● **Challenge**
Copy the material from the line containing "Please mark every instance of the large" up to and including its last line, with the request unchanged. Multiply every x and y coordinate in the answers by 2.2, and round each result to a whole number, with halves rounded up.

** START **

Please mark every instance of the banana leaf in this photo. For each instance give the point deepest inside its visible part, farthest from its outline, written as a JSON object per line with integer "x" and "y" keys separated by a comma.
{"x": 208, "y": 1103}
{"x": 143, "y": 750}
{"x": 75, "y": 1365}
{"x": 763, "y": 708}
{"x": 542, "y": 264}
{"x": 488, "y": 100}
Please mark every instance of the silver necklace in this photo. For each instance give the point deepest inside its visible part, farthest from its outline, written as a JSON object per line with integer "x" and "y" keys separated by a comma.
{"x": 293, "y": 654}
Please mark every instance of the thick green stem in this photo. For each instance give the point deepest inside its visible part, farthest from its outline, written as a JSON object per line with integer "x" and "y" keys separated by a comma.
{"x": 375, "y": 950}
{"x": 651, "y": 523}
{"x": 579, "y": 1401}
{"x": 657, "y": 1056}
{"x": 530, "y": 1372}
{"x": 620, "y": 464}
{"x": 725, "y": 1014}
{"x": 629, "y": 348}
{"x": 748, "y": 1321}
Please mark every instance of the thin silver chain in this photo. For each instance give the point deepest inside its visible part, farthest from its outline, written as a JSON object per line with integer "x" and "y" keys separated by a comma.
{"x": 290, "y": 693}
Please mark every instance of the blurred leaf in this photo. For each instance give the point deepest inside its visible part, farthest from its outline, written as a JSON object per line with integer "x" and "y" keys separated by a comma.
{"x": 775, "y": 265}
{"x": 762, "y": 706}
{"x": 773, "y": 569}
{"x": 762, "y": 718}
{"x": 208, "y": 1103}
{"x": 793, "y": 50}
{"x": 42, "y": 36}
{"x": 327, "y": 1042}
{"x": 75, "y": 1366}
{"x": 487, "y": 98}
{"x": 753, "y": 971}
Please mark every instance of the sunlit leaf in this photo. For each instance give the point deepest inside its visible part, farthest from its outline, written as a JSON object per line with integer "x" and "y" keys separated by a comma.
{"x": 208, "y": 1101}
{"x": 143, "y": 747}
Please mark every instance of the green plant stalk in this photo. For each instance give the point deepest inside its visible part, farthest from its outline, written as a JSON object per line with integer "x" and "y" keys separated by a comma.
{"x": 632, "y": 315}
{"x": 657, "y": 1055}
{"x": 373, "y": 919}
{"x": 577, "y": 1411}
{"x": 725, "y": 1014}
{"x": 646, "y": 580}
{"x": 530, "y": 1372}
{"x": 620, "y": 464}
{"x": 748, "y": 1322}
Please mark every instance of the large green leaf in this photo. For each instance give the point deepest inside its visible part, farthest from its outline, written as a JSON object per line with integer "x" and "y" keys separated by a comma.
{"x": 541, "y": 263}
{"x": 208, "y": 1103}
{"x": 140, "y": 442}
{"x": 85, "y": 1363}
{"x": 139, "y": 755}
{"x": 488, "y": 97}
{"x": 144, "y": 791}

** END **

● **Response to the exercise**
Please mark every instance of the large green leaf in this photo. For each instance give the point deepest inside its visible part, farthest from its outline, written as a JSON object per line with integer "x" and "y" keys separated by a comma.
{"x": 1190, "y": 579}
{"x": 458, "y": 2427}
{"x": 308, "y": 972}
{"x": 187, "y": 2999}
{"x": 306, "y": 1661}
{"x": 1074, "y": 213}
{"x": 317, "y": 1740}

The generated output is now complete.